◆ **What to work on**
Rewrite every line of the entries below as a numbered list, leaving out any blank lines.
─── Exercise materials ───
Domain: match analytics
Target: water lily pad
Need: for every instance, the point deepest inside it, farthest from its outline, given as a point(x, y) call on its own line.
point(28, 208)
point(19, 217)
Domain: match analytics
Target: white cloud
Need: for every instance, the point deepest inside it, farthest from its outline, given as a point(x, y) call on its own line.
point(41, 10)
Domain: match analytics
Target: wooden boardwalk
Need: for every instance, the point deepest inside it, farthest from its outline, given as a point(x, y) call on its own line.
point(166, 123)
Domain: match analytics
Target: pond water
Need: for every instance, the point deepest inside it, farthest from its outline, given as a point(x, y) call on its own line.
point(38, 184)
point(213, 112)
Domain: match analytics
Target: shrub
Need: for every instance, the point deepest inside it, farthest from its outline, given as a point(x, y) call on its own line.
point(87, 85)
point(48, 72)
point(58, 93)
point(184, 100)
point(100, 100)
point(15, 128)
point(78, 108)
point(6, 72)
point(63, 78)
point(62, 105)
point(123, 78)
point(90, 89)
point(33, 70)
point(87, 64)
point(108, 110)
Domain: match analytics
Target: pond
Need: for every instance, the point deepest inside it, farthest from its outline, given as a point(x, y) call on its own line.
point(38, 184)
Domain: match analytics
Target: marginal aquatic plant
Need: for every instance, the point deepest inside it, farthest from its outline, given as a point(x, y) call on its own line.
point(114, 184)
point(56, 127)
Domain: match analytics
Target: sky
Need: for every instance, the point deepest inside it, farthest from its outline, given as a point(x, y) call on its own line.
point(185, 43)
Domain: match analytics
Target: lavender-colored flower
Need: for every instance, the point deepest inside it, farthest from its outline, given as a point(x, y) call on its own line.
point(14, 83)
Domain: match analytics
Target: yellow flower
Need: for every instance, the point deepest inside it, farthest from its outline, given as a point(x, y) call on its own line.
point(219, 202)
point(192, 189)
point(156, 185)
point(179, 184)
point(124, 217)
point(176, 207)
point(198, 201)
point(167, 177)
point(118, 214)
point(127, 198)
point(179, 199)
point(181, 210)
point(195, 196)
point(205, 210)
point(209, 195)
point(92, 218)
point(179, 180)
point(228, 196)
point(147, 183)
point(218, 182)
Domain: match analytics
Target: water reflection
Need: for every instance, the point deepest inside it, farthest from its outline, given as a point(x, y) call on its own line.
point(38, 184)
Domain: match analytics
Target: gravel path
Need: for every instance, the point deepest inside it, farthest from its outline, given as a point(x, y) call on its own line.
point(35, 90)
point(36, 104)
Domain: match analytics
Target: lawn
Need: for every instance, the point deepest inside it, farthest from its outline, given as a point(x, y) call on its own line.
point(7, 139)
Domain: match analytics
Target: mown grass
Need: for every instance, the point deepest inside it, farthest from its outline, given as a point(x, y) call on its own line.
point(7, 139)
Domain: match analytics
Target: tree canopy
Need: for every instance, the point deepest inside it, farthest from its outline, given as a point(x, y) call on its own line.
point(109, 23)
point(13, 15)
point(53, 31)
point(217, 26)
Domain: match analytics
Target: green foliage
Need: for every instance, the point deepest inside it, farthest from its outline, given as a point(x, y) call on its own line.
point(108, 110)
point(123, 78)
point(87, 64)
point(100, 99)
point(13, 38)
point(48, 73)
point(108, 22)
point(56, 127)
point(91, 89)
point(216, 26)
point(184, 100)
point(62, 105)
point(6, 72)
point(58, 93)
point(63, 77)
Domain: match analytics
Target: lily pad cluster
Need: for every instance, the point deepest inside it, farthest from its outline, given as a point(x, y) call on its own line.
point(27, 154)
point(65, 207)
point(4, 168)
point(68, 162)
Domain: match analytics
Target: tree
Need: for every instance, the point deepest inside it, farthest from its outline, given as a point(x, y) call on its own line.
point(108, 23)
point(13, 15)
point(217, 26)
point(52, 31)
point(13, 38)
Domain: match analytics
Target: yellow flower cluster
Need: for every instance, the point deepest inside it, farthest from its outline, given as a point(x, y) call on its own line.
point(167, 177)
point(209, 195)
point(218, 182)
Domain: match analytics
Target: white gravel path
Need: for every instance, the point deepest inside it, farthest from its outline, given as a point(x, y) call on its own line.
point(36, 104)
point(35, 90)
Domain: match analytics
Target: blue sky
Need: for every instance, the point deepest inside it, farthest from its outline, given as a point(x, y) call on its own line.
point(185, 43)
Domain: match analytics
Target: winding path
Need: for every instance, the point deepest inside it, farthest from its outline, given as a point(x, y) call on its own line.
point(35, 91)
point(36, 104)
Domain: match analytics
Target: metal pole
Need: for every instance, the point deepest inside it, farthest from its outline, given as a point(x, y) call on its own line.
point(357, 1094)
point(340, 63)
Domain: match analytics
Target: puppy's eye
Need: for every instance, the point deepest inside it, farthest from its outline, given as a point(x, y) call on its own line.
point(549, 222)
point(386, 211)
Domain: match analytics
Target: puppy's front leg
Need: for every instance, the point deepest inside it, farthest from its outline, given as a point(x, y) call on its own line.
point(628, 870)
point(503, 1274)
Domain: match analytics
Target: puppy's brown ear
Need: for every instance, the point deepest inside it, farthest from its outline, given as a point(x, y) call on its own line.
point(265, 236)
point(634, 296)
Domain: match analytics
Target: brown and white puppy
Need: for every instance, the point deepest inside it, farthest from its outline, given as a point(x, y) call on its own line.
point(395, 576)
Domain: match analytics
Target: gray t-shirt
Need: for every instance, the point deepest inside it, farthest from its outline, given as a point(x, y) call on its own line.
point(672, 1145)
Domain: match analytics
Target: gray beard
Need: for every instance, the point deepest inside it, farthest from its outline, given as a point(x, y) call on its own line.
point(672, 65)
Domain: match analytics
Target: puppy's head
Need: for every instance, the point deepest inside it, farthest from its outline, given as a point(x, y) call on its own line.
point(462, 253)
───
◆ **The reply**
1. Domain: match analytics
2. Target: water lily pad
3. Need: for every instance, the point deepest inside it, farthest from its outline, given as a point(x, y) call on its own line.
4. point(28, 208)
5. point(19, 217)
6. Domain: match analytics
7. Target: white cloud
8. Need: for every instance, the point deepest inside it, farthest from its outline, given as a point(x, y) call on its own line.
9. point(41, 10)
10. Domain: match analytics
11. Target: wooden boardwalk
12. Need: for every instance, the point deepest inside it, farthest from its outline, given as a point(x, y) call on its own line.
13. point(166, 123)
14. Domain: match analytics
15. Target: pond water
16. Need: for every instance, the point deepest inside it, farthest from its outline, given as a point(x, y) call on its own line.
17. point(38, 184)
18. point(213, 112)
19. Domain: match analytics
20. Target: shrub
21. Need: for every instance, the point deepest inside it, farthest from its outline, given as a point(x, y) call on its own line.
22. point(87, 85)
23. point(48, 72)
24. point(58, 93)
25. point(184, 100)
26. point(100, 100)
27. point(15, 128)
28. point(78, 108)
29. point(6, 72)
30. point(63, 78)
31. point(62, 105)
32. point(123, 78)
33. point(90, 89)
34. point(33, 70)
35. point(87, 64)
36. point(108, 110)
37. Domain: match analytics
38. Target: pond
39. Need: for every instance, the point deepest inside it, farthest from its outline, given as a point(x, y) call on its own line.
40. point(38, 184)
41. Domain: match analytics
42. Target: marginal aquatic plant
43. Need: for every instance, the point deepest inside it, farthest from its outline, given as a point(x, y) call on its own line.
44. point(114, 184)
45. point(56, 127)
46. Domain: match analytics
47. Target: sky
48. Need: for every instance, the point deepest inside it, farthest from its outline, given as a point(x, y) call on its own line.
49. point(185, 43)
50. Domain: match analytics
51. Target: lavender-colored flower
52. Need: for every instance, the point deepest inside it, farthest from its outline, given as a point(x, y) call on its own line.
53. point(14, 83)
54. Domain: match analytics
55. Target: yellow flower
56. Need: for every instance, the point deepest inside it, farthest from its outline, given as a point(x, y) call on its own line.
57. point(219, 202)
58. point(192, 189)
59. point(156, 185)
60. point(179, 184)
61. point(124, 217)
62. point(176, 207)
63. point(198, 201)
64. point(167, 177)
65. point(118, 214)
66. point(127, 198)
67. point(179, 199)
68. point(181, 210)
69. point(195, 196)
70. point(205, 210)
71. point(209, 195)
72. point(92, 218)
73. point(179, 180)
74. point(228, 196)
75. point(147, 183)
76. point(218, 182)
77. Domain: match analytics
78. Target: water reflection
79. Need: for every instance, the point deepest inside it, farthest from its outline, given as a point(x, y) call on its own line.
80. point(38, 184)
81. Domain: match analytics
82. Target: gravel path
83. Need: for every instance, the point deepest inside it, farthest from its outline, given as a point(x, y) call on its own line.
84. point(35, 90)
85. point(36, 104)
86. Domain: match analytics
87. Target: lawn
88. Need: for every instance, the point deepest inside it, farthest from its outline, given as a point(x, y) call on its own line.
89. point(7, 139)
90. Domain: match analytics
91. Target: mown grass
92. Need: for every instance, the point deepest inside it, farthest from its outline, given as a point(x, y) call on its own line.
93. point(7, 139)
94. Domain: match analytics
95. Target: tree canopy
96. Need: for every instance, the point deepest inside it, farthest from its outline, given as a point(x, y) call on its own line.
97. point(109, 23)
98. point(13, 15)
99. point(53, 31)
100. point(217, 26)
101. Domain: match analytics
102. Target: green foliage
103. Need: for every instance, the point deepest inside it, farthest from its outline, given as a point(x, y) call on its own line.
104. point(108, 110)
105. point(123, 78)
106. point(87, 64)
107. point(100, 99)
108. point(13, 38)
109. point(48, 73)
110. point(108, 22)
111. point(56, 127)
112. point(91, 89)
113. point(216, 26)
114. point(184, 100)
115. point(62, 105)
116. point(6, 72)
117. point(58, 93)
118. point(63, 77)
119. Domain: match analytics
120. Target: lily pad cluster
121. Need: for every instance, the point deepest inside it, farthest from its outline, given as a point(x, y) call on its own line.
122. point(27, 154)
123. point(65, 207)
124. point(4, 168)
125. point(68, 162)
126. Domain: match analytics
127. Target: tree
128. Need: for every instance, the point deepest inside it, farthest from its outline, given as a point(x, y) call on its own line.
129. point(108, 23)
130. point(13, 15)
131. point(217, 26)
132. point(52, 31)
133. point(13, 38)
134. Domain: match analytics
135. Target: yellow flower cluster
136. Need: for every instance, the point deepest inside it, farthest from its outline, given as a point(x, y) call on its own line.
137. point(167, 177)
138. point(209, 195)
139. point(218, 182)
140. Domain: match analytics
141. Target: white gravel path
142. Need: for every instance, the point deepest inside it, farthest from its outline, given as a point(x, y) call on its own line.
143. point(36, 104)
144. point(35, 90)
145. Domain: match analytics
146. Target: blue sky
147. Need: for every instance, the point deepest inside it, farthest from its outline, given as a point(x, y) call on its own line.
148. point(185, 43)
149. Domain: match analytics
150. Target: winding path
151. Need: for every instance, the point deepest inside it, farthest from its outline, given as a point(x, y) call on its own line.
152. point(35, 91)
153. point(36, 104)
154. Domain: match analytics
155. Target: metal pole
156. Need: for every instance, the point deepest inside it, farthest from its outline, given as a point(x, y) call on its own line.
157. point(357, 1094)
158. point(340, 63)
159. Domain: match analytics
160. Target: puppy's eye
161. Need: for every instance, the point deepest inside it, farthest from its outline, given as a point(x, y) call on its own line.
162. point(549, 222)
163. point(386, 211)
164. Domain: match analytics
165. Target: puppy's front leg
166. Need: for every instance, the point deepest inside it, farthest from its outline, given as a point(x, y) call on its own line.
167. point(628, 870)
168. point(503, 1274)
169. Domain: match analytics
170. Target: puppy's brown ear
171. Need: for every instance, the point deepest inside it, farthest from its outline, given as a point(x, y) call on its own line.
172. point(265, 236)
173. point(634, 296)
174. Domain: match analytics
175. Target: brown and white puppy
176. Need: for every instance, the point deepest inside it, farthest from its outline, given as a point(x, y) call on its own line.
177. point(395, 576)
178. Domain: match analytics
179. Target: gray t-shirt
180. Need: for every instance, the point deepest inside it, farthest from its outline, given as a point(x, y) call on its own line.
181. point(672, 1145)
182. Domain: match analytics
183. Target: gray beard
184. Need: for every instance, the point deepest inside it, farthest from its outline, given as a point(x, y) call on its own line.
185. point(672, 65)
186. Domain: match analytics
187. Target: puppy's head
188. Need: for every instance, the point deepest inside it, farthest from its outline, given as a point(x, y) call on its own line.
189. point(462, 253)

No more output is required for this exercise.